[What the task asks]: Count the lines in the rows below that contain the string "landing", treating uppercase and lowercase as different, and reply with the number alone.
·····
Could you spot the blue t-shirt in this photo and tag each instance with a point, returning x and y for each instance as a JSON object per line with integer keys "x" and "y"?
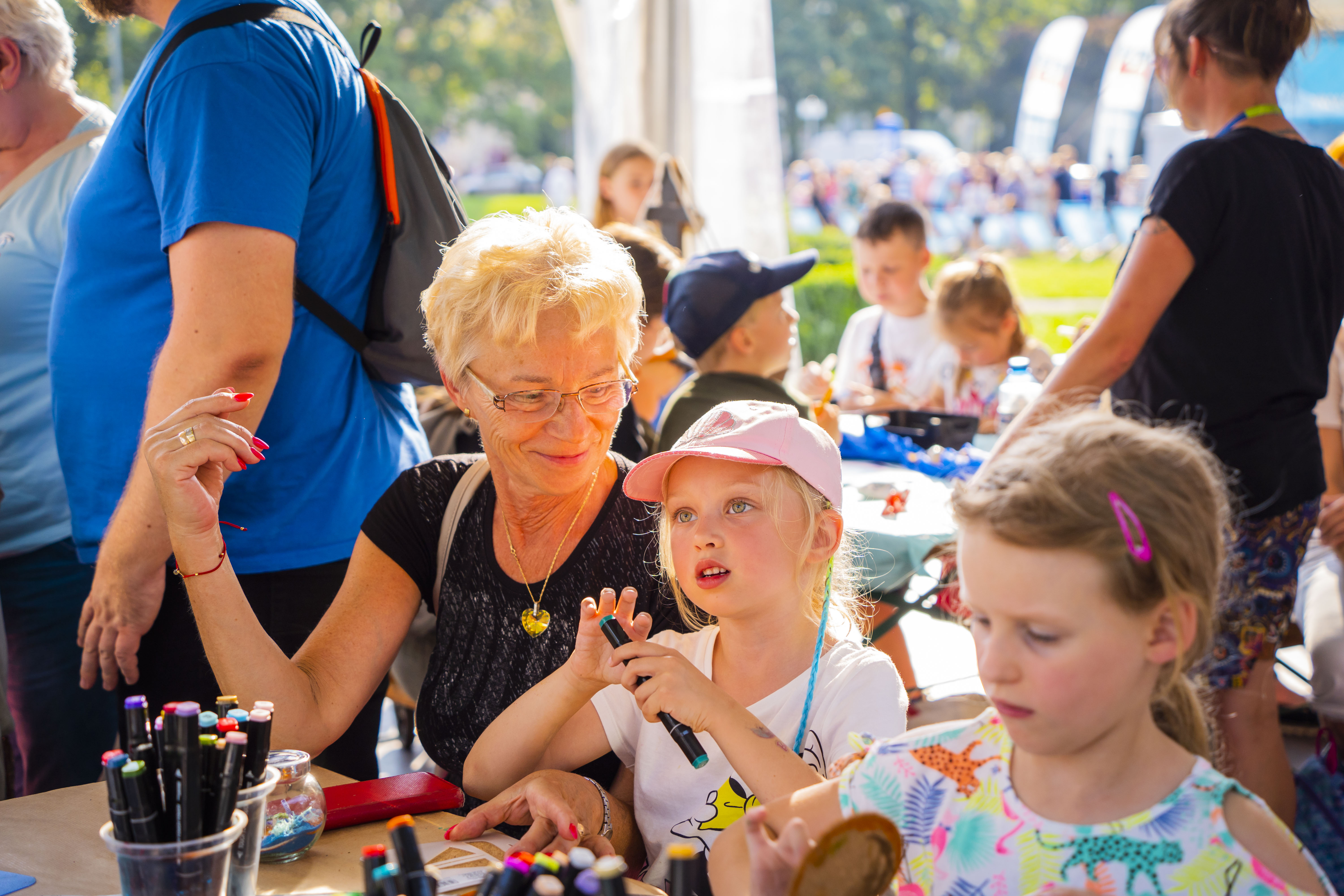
{"x": 260, "y": 124}
{"x": 33, "y": 238}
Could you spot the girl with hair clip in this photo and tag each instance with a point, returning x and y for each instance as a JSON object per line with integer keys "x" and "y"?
{"x": 773, "y": 676}
{"x": 976, "y": 314}
{"x": 1091, "y": 555}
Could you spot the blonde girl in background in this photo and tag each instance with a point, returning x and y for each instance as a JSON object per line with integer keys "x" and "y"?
{"x": 624, "y": 181}
{"x": 1091, "y": 554}
{"x": 978, "y": 315}
{"x": 773, "y": 678}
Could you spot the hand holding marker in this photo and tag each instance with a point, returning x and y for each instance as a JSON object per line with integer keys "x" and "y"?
{"x": 682, "y": 734}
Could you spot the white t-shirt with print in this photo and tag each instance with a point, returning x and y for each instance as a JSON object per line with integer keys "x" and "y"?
{"x": 975, "y": 390}
{"x": 912, "y": 353}
{"x": 858, "y": 691}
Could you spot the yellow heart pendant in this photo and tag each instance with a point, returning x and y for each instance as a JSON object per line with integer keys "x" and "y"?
{"x": 536, "y": 621}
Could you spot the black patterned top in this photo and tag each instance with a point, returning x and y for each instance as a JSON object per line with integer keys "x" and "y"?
{"x": 485, "y": 660}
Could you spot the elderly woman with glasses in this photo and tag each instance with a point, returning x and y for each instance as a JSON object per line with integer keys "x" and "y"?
{"x": 534, "y": 320}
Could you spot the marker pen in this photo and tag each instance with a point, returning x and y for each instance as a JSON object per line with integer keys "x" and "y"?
{"x": 682, "y": 866}
{"x": 372, "y": 858}
{"x": 112, "y": 764}
{"x": 548, "y": 886}
{"x": 611, "y": 875}
{"x": 226, "y": 781}
{"x": 259, "y": 747}
{"x": 413, "y": 878}
{"x": 143, "y": 803}
{"x": 513, "y": 881}
{"x": 385, "y": 879}
{"x": 682, "y": 734}
{"x": 587, "y": 883}
{"x": 186, "y": 742}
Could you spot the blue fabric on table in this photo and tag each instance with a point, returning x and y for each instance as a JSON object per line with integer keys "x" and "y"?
{"x": 10, "y": 882}
{"x": 882, "y": 447}
{"x": 263, "y": 124}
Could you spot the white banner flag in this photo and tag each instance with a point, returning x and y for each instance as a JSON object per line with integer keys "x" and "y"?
{"x": 1044, "y": 90}
{"x": 1124, "y": 90}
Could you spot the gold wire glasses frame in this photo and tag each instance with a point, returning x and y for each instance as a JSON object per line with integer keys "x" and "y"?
{"x": 542, "y": 405}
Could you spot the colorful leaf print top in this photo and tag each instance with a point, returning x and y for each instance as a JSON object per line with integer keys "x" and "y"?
{"x": 968, "y": 835}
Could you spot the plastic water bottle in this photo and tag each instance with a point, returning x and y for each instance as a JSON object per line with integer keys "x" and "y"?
{"x": 1018, "y": 390}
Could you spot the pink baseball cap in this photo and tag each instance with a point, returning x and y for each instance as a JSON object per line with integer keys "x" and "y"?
{"x": 751, "y": 433}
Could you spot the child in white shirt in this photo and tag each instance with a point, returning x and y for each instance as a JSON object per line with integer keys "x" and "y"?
{"x": 755, "y": 546}
{"x": 890, "y": 354}
{"x": 978, "y": 315}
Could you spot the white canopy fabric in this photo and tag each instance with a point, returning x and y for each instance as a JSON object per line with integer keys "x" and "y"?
{"x": 696, "y": 80}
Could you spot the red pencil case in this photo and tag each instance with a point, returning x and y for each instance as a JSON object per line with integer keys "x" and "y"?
{"x": 366, "y": 801}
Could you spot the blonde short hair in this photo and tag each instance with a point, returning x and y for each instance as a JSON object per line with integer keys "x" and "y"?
{"x": 505, "y": 271}
{"x": 45, "y": 38}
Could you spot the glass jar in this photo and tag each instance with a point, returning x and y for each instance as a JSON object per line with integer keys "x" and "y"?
{"x": 296, "y": 812}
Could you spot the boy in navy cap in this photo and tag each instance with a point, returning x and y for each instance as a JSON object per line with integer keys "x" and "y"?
{"x": 726, "y": 310}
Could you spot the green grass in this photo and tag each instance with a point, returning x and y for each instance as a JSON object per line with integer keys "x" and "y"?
{"x": 829, "y": 296}
{"x": 480, "y": 205}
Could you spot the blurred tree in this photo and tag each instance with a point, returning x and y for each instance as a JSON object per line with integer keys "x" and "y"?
{"x": 923, "y": 58}
{"x": 493, "y": 61}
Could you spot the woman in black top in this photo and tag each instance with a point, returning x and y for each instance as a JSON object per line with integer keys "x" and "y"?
{"x": 534, "y": 322}
{"x": 1224, "y": 315}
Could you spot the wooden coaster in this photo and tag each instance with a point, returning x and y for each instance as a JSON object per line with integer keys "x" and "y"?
{"x": 857, "y": 858}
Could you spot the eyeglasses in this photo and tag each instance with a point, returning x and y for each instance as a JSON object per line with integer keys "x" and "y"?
{"x": 608, "y": 397}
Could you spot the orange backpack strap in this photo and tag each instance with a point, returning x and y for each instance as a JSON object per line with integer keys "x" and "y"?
{"x": 388, "y": 166}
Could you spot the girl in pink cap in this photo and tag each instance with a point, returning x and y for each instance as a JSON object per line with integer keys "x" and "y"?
{"x": 775, "y": 678}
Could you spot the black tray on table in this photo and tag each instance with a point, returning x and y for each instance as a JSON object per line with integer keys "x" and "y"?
{"x": 932, "y": 428}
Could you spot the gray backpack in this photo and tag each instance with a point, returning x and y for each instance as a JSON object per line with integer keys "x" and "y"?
{"x": 421, "y": 209}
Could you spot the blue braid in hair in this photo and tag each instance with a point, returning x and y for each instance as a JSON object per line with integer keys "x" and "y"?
{"x": 816, "y": 661}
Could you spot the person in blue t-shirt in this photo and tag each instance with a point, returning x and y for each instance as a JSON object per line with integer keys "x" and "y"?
{"x": 252, "y": 163}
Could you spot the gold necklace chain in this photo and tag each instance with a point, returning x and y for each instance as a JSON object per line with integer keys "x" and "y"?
{"x": 537, "y": 601}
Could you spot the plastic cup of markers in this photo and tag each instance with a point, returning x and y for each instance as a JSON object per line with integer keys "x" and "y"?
{"x": 187, "y": 868}
{"x": 252, "y": 801}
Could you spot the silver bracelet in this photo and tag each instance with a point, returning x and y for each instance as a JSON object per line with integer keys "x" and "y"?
{"x": 607, "y": 809}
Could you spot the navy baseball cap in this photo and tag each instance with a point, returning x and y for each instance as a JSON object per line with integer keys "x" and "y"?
{"x": 714, "y": 291}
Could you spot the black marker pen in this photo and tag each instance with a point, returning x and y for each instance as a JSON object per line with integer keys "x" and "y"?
{"x": 143, "y": 803}
{"x": 682, "y": 734}
{"x": 259, "y": 747}
{"x": 112, "y": 764}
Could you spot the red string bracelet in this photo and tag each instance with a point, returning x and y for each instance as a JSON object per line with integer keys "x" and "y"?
{"x": 224, "y": 550}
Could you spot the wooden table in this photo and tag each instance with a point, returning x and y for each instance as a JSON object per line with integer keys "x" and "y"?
{"x": 54, "y": 838}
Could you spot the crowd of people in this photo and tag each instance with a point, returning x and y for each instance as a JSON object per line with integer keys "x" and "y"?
{"x": 619, "y": 440}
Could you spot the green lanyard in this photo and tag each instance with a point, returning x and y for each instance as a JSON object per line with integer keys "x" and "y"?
{"x": 1255, "y": 112}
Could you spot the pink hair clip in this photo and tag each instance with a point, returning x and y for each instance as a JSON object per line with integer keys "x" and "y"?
{"x": 1126, "y": 516}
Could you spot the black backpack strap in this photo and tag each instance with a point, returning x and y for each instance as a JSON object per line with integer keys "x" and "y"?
{"x": 232, "y": 17}
{"x": 327, "y": 314}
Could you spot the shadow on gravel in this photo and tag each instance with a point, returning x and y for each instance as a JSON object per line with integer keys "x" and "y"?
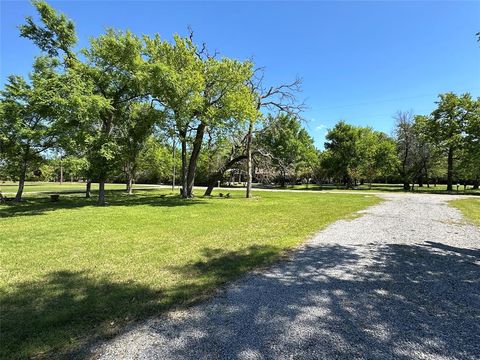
{"x": 420, "y": 301}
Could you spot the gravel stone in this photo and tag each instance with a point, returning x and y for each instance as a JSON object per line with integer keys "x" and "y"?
{"x": 402, "y": 281}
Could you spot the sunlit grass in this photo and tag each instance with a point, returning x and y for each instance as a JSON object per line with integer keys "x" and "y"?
{"x": 72, "y": 271}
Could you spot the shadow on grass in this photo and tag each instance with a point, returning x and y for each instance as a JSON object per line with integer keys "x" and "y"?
{"x": 40, "y": 205}
{"x": 64, "y": 313}
{"x": 408, "y": 299}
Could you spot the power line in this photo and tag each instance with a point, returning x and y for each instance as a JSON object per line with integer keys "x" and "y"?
{"x": 379, "y": 101}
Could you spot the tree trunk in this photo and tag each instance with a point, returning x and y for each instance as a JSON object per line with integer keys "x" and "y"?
{"x": 61, "y": 172}
{"x": 101, "y": 193}
{"x": 450, "y": 170}
{"x": 130, "y": 184}
{"x": 249, "y": 160}
{"x": 21, "y": 183}
{"x": 88, "y": 189}
{"x": 208, "y": 191}
{"x": 192, "y": 165}
{"x": 183, "y": 136}
{"x": 216, "y": 177}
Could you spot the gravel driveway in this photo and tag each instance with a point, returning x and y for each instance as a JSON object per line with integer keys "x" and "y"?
{"x": 400, "y": 282}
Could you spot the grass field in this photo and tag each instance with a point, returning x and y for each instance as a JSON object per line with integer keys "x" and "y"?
{"x": 73, "y": 272}
{"x": 10, "y": 188}
{"x": 470, "y": 208}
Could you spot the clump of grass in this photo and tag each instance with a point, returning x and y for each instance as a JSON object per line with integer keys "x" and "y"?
{"x": 73, "y": 272}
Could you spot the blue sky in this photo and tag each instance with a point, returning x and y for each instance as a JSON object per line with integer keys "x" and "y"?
{"x": 360, "y": 61}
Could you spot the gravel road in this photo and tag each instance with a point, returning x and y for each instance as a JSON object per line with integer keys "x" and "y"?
{"x": 400, "y": 282}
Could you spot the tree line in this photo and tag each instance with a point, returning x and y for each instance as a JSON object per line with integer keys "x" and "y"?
{"x": 133, "y": 108}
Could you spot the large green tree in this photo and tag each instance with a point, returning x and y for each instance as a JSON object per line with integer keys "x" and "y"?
{"x": 34, "y": 115}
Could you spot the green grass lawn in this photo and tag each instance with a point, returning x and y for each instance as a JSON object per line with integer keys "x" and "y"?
{"x": 470, "y": 208}
{"x": 72, "y": 272}
{"x": 378, "y": 187}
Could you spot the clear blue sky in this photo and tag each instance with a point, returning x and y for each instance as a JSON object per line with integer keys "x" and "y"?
{"x": 360, "y": 61}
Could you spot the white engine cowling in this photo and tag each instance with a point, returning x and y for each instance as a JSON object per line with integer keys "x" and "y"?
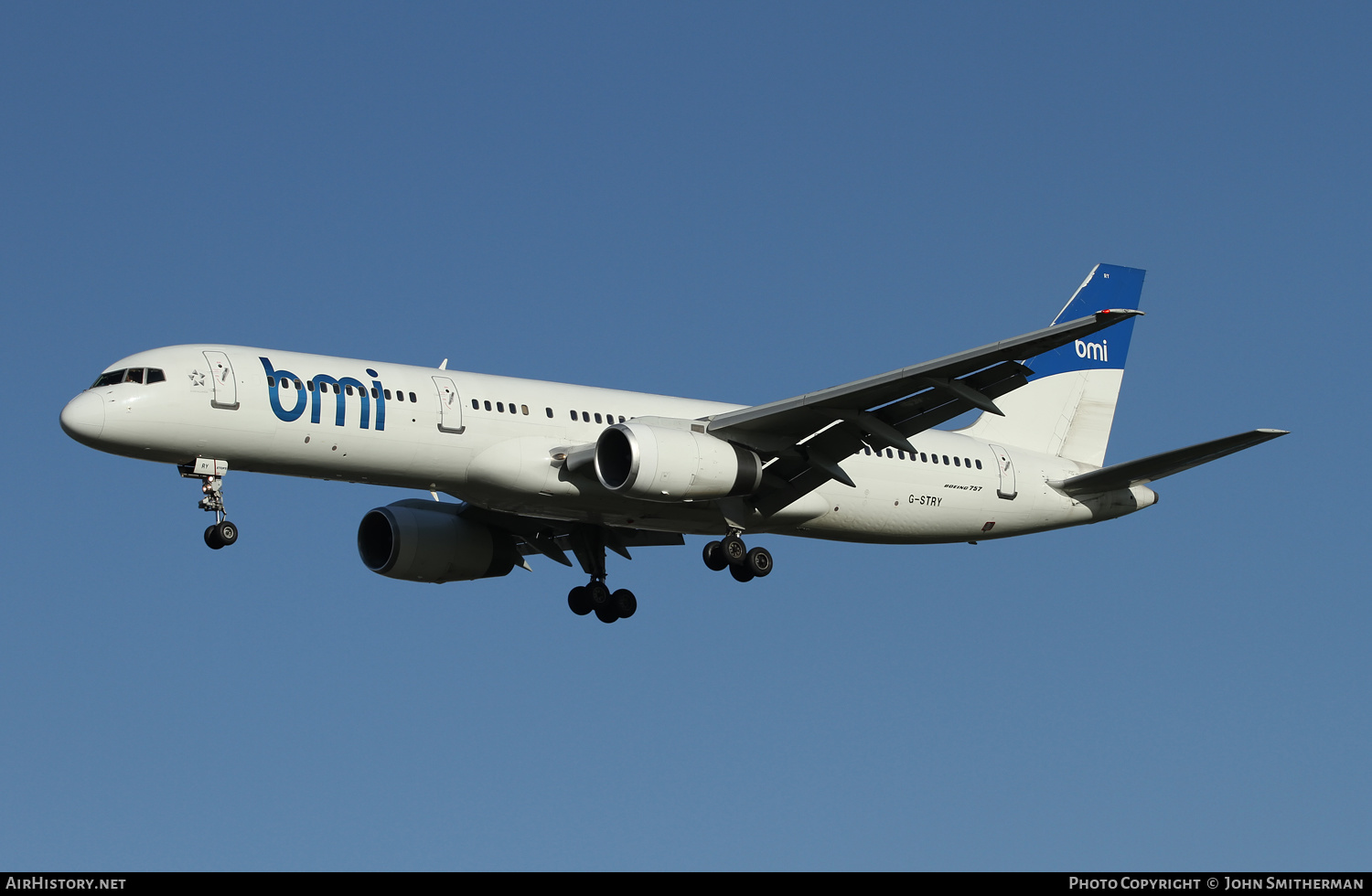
{"x": 424, "y": 541}
{"x": 667, "y": 464}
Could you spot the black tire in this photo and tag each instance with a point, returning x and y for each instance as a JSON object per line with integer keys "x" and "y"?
{"x": 734, "y": 549}
{"x": 741, "y": 574}
{"x": 579, "y": 602}
{"x": 759, "y": 561}
{"x": 713, "y": 556}
{"x": 625, "y": 603}
{"x": 598, "y": 596}
{"x": 228, "y": 533}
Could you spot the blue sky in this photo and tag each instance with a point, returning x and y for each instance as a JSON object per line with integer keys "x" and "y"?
{"x": 738, "y": 202}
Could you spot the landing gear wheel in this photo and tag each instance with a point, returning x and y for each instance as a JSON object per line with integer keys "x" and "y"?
{"x": 597, "y": 594}
{"x": 759, "y": 561}
{"x": 625, "y": 603}
{"x": 227, "y": 533}
{"x": 734, "y": 549}
{"x": 579, "y": 600}
{"x": 713, "y": 556}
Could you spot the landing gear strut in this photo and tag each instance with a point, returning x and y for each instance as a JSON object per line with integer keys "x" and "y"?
{"x": 210, "y": 473}
{"x": 733, "y": 555}
{"x": 595, "y": 597}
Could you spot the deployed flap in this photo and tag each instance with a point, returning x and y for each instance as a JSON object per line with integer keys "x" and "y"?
{"x": 1158, "y": 465}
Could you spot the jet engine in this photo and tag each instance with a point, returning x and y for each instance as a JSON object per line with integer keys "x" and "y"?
{"x": 671, "y": 464}
{"x": 424, "y": 541}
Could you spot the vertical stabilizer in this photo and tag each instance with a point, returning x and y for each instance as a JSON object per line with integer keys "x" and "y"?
{"x": 1067, "y": 405}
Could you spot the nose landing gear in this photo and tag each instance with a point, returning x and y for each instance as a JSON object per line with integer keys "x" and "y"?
{"x": 221, "y": 533}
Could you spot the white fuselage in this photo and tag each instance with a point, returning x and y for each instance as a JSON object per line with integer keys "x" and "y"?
{"x": 491, "y": 441}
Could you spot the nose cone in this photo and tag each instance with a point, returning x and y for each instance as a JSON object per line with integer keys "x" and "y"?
{"x": 82, "y": 419}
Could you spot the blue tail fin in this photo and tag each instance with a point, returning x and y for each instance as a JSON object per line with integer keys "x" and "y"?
{"x": 1067, "y": 406}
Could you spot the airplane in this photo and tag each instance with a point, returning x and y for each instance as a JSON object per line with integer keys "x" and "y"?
{"x": 548, "y": 468}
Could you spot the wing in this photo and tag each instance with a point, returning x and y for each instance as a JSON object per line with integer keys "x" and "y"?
{"x": 806, "y": 436}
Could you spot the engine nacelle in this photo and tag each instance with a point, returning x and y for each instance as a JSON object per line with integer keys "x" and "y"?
{"x": 661, "y": 463}
{"x": 424, "y": 541}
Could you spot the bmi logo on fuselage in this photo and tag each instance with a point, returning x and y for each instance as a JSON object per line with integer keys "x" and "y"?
{"x": 310, "y": 394}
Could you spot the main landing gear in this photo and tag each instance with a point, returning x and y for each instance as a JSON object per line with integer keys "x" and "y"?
{"x": 210, "y": 473}
{"x": 733, "y": 555}
{"x": 595, "y": 597}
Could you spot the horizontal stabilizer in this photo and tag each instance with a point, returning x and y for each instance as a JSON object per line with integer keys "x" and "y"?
{"x": 1149, "y": 468}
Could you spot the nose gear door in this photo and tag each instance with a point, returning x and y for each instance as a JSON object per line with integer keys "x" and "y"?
{"x": 449, "y": 406}
{"x": 1007, "y": 474}
{"x": 225, "y": 384}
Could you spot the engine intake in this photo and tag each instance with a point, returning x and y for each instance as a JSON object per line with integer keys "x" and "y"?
{"x": 424, "y": 541}
{"x": 667, "y": 464}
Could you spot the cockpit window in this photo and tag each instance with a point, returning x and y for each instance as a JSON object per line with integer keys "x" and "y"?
{"x": 109, "y": 379}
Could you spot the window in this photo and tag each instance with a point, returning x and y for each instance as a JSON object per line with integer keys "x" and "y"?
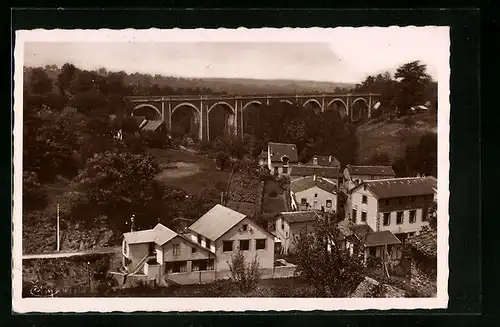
·····
[Solution for this exercise]: 4